_Requirements:_ Lay out each line of the listing below as a numbered list, leaving out any blank lines.

(Collected data entries)
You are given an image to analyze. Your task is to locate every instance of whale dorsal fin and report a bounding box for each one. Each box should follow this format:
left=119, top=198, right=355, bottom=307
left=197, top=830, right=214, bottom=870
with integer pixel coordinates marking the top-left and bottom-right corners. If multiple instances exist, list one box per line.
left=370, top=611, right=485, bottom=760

_Answer to the exercise:_
1. You are given an image to analyze. Your task is to locate every instance of whale dorsal fin and report a bounding box for each one. Each box should follow this format:
2. left=119, top=198, right=355, bottom=307
3. left=197, top=830, right=214, bottom=870
4. with integer pixel coordinates marking the top-left and bottom-right corners. If multiple instances exist, list one box per line.
5. left=370, top=611, right=485, bottom=760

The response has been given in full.